**Required work:** Copy out exactly the lines from the line containing "of the lamp" to the end of the listing.

**Raw data:**
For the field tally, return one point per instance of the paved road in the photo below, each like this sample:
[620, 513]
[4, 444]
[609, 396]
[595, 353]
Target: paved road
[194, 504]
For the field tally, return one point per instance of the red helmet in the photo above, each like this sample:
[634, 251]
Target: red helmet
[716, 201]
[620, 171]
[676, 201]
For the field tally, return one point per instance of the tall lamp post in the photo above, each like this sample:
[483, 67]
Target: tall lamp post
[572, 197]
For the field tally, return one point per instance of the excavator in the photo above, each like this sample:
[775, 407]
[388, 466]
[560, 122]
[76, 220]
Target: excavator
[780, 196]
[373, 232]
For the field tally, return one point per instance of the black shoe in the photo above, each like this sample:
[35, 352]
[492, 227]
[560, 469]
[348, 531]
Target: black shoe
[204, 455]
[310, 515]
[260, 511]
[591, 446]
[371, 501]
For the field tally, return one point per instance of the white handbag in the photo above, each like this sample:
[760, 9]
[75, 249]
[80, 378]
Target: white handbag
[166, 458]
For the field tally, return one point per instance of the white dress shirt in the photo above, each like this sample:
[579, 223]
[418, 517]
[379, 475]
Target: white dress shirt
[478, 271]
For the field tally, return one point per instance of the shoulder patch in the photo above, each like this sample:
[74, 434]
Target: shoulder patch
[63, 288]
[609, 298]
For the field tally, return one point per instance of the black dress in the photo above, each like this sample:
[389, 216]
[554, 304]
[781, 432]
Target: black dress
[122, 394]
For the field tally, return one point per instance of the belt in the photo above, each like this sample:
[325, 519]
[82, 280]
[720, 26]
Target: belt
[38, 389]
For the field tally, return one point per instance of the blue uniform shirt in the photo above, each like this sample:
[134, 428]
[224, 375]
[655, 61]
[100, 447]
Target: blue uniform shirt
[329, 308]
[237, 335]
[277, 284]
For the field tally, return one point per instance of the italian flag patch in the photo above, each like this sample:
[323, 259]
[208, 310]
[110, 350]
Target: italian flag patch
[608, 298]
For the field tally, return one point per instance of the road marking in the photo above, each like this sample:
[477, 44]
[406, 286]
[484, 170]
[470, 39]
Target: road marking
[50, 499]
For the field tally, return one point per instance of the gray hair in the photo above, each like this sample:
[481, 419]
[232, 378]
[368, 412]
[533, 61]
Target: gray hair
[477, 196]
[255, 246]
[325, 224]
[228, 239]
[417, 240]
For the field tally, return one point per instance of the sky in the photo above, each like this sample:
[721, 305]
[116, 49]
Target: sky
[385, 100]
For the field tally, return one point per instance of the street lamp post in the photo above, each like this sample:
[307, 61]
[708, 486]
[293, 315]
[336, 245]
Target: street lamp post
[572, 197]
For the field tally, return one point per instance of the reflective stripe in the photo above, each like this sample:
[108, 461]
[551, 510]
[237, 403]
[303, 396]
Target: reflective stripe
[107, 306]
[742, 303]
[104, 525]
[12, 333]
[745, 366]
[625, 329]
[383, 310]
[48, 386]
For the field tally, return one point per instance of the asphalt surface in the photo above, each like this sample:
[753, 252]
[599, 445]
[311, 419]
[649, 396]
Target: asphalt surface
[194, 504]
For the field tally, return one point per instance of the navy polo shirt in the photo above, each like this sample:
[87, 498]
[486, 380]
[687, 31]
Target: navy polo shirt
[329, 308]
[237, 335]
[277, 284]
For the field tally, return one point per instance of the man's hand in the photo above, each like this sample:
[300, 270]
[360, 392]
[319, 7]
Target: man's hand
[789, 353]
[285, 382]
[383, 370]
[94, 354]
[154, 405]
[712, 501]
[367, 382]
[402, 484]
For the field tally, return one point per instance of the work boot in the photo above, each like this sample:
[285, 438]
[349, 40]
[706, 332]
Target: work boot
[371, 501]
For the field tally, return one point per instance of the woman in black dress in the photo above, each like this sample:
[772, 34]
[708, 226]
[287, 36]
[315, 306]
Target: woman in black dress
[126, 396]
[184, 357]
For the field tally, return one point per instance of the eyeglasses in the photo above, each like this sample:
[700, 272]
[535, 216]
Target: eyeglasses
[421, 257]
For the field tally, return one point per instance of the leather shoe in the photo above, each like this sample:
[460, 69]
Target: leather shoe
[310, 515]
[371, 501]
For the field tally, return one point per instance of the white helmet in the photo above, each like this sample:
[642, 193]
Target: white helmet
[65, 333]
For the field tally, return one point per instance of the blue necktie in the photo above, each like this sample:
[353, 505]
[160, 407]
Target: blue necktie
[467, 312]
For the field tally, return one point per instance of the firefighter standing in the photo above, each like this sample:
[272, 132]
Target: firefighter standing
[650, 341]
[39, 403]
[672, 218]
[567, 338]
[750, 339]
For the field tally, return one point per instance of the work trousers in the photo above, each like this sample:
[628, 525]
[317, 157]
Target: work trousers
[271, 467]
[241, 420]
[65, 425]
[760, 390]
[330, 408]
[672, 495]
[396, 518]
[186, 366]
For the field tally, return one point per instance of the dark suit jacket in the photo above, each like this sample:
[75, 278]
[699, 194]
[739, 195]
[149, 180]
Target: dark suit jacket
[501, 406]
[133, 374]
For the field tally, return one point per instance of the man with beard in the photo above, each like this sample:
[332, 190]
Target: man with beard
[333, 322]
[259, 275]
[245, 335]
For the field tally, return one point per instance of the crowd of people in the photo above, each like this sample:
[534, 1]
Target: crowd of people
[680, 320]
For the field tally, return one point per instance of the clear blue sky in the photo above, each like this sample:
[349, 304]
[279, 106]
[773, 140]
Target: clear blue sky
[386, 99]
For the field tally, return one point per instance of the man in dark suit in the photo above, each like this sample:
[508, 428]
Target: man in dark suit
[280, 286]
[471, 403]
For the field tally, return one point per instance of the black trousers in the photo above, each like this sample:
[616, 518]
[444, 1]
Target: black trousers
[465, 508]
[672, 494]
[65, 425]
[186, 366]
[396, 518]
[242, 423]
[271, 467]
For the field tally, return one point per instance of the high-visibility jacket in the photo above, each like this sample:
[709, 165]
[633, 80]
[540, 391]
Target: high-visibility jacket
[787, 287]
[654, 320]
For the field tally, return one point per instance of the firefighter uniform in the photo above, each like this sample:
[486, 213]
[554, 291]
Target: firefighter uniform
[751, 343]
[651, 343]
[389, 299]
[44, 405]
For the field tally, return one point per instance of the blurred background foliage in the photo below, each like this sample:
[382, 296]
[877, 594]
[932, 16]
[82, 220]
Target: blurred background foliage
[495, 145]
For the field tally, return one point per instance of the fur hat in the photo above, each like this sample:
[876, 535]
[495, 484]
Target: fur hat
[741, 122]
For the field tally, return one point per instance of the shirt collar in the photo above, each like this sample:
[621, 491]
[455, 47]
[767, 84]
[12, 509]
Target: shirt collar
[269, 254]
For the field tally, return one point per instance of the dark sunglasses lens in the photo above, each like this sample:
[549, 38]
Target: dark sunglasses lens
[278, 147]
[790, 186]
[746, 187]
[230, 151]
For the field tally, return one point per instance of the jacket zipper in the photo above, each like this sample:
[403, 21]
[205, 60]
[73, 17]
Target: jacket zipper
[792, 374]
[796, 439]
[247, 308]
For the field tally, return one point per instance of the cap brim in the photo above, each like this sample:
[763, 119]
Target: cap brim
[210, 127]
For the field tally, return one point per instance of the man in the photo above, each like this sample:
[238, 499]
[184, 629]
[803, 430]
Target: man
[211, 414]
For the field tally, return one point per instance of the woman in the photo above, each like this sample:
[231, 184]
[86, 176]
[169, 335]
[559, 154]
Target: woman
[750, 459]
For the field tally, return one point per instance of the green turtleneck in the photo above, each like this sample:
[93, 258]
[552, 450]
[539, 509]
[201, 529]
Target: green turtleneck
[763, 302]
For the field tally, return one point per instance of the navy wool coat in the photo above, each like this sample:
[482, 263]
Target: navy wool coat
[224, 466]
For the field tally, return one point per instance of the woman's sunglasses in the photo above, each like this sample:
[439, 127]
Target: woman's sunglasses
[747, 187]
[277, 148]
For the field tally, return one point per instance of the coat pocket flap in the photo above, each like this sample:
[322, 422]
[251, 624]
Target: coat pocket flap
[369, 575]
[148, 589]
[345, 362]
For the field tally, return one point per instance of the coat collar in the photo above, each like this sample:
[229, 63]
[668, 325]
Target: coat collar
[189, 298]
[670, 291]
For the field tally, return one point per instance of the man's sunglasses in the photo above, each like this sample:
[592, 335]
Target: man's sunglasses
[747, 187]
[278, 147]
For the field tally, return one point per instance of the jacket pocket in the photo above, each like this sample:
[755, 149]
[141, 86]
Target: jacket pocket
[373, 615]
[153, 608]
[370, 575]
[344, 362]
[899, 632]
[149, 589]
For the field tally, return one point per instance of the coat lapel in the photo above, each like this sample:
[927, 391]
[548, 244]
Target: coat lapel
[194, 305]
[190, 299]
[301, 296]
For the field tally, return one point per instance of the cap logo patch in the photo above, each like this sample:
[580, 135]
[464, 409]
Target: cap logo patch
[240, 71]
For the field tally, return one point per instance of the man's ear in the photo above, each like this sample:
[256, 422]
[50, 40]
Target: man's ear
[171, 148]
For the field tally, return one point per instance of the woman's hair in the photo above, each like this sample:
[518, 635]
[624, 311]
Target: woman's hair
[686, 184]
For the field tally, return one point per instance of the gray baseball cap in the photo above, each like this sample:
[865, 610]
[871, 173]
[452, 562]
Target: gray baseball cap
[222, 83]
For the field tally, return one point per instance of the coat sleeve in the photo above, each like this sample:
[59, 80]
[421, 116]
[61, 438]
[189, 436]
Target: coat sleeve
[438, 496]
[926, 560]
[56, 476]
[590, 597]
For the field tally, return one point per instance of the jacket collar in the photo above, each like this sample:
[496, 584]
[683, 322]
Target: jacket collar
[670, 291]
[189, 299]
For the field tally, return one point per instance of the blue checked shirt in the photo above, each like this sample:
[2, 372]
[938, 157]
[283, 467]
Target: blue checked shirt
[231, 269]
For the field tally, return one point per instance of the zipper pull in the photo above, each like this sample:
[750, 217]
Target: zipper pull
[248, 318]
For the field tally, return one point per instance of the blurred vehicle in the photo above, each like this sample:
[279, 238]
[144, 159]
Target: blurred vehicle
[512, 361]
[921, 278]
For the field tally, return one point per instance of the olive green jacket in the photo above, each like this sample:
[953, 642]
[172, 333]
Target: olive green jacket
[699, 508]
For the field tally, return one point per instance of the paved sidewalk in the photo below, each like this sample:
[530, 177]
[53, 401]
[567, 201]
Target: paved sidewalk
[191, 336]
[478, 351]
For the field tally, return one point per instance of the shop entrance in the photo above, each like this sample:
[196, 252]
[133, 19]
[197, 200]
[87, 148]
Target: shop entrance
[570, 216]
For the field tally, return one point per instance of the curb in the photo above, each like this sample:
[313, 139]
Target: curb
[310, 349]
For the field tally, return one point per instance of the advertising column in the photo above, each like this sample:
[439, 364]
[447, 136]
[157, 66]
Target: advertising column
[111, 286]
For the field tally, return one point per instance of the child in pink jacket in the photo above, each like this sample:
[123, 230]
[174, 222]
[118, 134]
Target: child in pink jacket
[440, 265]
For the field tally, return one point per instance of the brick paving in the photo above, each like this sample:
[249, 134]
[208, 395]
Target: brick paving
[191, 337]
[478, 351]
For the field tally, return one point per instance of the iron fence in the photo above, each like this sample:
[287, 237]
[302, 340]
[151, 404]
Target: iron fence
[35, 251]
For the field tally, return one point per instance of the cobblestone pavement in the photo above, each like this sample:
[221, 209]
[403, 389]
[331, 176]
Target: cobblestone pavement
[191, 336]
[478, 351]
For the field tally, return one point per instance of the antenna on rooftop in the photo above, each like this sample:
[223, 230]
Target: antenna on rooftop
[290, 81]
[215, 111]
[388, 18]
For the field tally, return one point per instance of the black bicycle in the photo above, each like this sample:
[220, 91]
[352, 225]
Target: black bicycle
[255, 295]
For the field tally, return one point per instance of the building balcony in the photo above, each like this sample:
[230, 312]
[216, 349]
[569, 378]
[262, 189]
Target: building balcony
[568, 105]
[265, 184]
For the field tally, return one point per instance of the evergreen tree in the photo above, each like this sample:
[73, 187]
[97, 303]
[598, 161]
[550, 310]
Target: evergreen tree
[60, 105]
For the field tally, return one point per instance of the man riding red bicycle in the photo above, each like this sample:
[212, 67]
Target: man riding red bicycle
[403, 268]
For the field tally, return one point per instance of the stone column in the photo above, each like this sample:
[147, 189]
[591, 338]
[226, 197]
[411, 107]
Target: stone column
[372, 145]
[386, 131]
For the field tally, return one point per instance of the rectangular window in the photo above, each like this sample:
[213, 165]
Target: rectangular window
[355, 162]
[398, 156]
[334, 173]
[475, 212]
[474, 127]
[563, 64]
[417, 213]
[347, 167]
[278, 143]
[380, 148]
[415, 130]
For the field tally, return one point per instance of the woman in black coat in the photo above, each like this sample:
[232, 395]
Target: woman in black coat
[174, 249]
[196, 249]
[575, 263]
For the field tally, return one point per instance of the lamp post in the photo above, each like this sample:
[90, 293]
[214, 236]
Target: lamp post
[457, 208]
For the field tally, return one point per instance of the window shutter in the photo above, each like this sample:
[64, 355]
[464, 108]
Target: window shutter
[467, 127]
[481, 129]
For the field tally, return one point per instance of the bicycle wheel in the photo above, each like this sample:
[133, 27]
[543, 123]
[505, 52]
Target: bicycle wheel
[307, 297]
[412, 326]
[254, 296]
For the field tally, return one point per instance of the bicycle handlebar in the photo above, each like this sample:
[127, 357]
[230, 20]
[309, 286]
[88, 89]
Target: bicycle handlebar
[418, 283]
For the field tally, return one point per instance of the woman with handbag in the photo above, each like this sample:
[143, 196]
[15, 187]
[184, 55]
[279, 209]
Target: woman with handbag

**Response to this exercise:**
For the field tally, return one point per instance of the lamp post in the photo above, each like this sample:
[90, 293]
[214, 236]
Target: lamp post
[457, 208]
For the field tally, return one point per instance of the window shutter in the photo above, each like this sample:
[64, 355]
[464, 108]
Target: window shutter
[467, 127]
[481, 129]
For the field tally, return one point per instance of the bicycle wheel in the photo above, each like this sample:
[133, 27]
[543, 123]
[505, 52]
Target: bicycle wheel
[307, 297]
[412, 326]
[254, 296]
For the field tally, return one point per instance of the bicycle handlebar in the photo above, each like this sample:
[127, 357]
[230, 20]
[309, 286]
[88, 89]
Target: bicycle handlebar
[418, 283]
For the field tally, return one point per instance of the woman with handbag in the photo above, each like this sample:
[143, 196]
[15, 187]
[184, 55]
[279, 209]
Target: woman with handbag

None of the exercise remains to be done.